*给定题目*
把下面数据中以包含“brown leather sandal -> box”的那一行开头、以包含“Output example: top-left (256, 62), bottom-right”的那一行结尾的部分原样重新输入一遍，首尾两行都要包括在内，答案中不要放入图片。

*所给数据*
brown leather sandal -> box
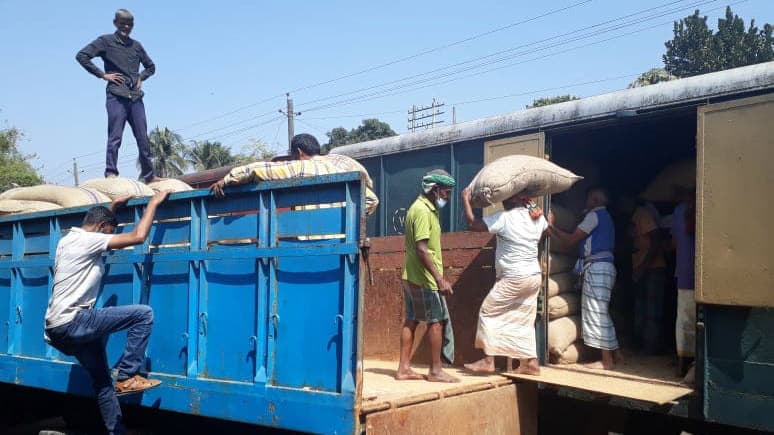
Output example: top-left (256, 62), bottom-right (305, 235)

==

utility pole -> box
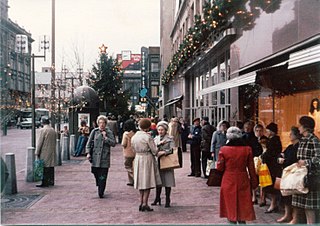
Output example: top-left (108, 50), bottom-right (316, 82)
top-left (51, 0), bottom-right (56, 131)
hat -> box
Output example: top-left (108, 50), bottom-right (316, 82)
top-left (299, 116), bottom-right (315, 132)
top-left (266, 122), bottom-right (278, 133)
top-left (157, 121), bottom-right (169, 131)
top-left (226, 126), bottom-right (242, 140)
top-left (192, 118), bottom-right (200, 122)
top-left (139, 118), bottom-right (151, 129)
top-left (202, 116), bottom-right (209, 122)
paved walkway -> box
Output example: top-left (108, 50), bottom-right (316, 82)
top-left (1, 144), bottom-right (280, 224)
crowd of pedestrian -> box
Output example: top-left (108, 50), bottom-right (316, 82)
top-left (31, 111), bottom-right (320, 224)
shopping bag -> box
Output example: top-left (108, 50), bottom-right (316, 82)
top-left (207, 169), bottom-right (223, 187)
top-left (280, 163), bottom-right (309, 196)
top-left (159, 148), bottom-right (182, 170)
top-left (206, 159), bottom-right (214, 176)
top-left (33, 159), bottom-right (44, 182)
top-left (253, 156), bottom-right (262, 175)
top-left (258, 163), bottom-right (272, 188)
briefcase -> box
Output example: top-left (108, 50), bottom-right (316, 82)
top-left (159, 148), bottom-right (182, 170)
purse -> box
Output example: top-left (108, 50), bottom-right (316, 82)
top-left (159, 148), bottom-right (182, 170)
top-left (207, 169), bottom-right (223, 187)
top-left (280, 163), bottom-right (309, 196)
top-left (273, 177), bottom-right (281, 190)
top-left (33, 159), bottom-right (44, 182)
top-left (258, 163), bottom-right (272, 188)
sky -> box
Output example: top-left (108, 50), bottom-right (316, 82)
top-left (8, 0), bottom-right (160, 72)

*练习解答*
brown leather sandal -> box
Output example: top-left (256, 62), bottom-right (305, 235)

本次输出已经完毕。